━━━ Source text
Cinnamon Coffee Cake

Cinnamon Coffee Cake

An easy and delicious coffee cake with a sugary glaze

The term Coffee Cake simply means any cake that is intended to be eaten with coffee. This cake can be eaten in the morning or with a cup of tea in the afternoon. The ingredients come together very quickly so it is an ideal recipe to make if you do not have a lot of time but would like to bake something homemade. I make this recipe in one big 9 x 13 pan but it would also work in individual muffin tins. Coffee Cakes are typically a moist crumb cake flavored with cinnamon and sugar. Some recipes use sour cream or yogurt but I prefer to use milk. I feel that milk add the right amount of moisture without making the cake too heavy. I also do not feel that you need a lot of butter or oil in the recipe. After many tries I have figured out the exact amount of butter and oil that is necessary to create a light cake that has the right amount of cinnamon and sugar.
━━━━━━
━━━ Collected data
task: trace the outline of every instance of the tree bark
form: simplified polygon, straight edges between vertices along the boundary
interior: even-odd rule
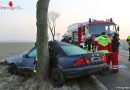
[[[39,86],[48,78],[49,55],[48,55],[48,26],[47,14],[50,0],[38,0],[37,2],[37,81]]]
━━━━━━
**To-do list**:
a) Repeat the passage from the coffee cake text word for word, beginning at the words "The term Coffee" and stopping after "of cinnamon and sugar.".
b) Pick up the cinnamon coffee cake text after its final sentence and continue writing it.

**Answers**:
a)
The term Coffee Cake simply means any cake that is intended to be eaten with coffee. This cake can be eaten in the morning or with a cup of tea in the afternoon. The ingredients come together very quickly so it is an ideal recipe to make if you do not have a lot of time but would like to bake something homemade. I make this recipe in one big 9 x 13 pan but it would also work in individual muffin tins. Coffee Cakes are typically a moist crumb cake flavored with cinnamon and sugar. Some recipes use sour cream or yogurt but I prefer to use milk. I feel that milk add the right amount of moisture without making the cake too heavy. I also do not feel that you need a lot of butter or oil in the recipe. After many tries I have figured out the exact amount of butter and oil that is necessary to create a light cake that has the right amount of cinnamon and sugar.

b)
The one thing I can promise is that when this Cinnamon Coffee Cake is baking in your oven everyone in your house will say “Oh, that smells so good.” There is something so delicious about the smell of cinnamon and brown sugar baking in the oven. In this recipe I layer the cinnamon and brown sugar in the batter so there is a good ratio of batter to cinnamon sugar. I drizzle a little melted butter over the cake before it bakes in the oven. After the cake comes out of the oven I let it cool for 10 minutes before drizzling the coffee cake with a sugar glaze. The sugar glaze looks so pretty on top and works well with the brown sugar and cinnamon flavors.

This is a perfect Coffee Cake to serve at brunch time or if you are having some friends over for coffee. I really like to serve it warm fresh out of the oven or reheated. To reheat the coffee cake in the oven you will need to wrap it in foil and warm it at 325. You can also use a microwave to warm up the cake. You want the coffee cake to be warm, not hot. The Coffee Cake will stay fresh for 2 days out of the refrigerator or 5 days in the refrigerator. You can even freeze the Coffee Cake for up to a month. Just make sure you store the Coffee Cake in an air tight container.

Some Delicious Variations:

You can add fruit in the middle of the coffee cake as well.

  • Mash a cup of fresh or frozen raspberries with a half of tablespoon of cornstarch.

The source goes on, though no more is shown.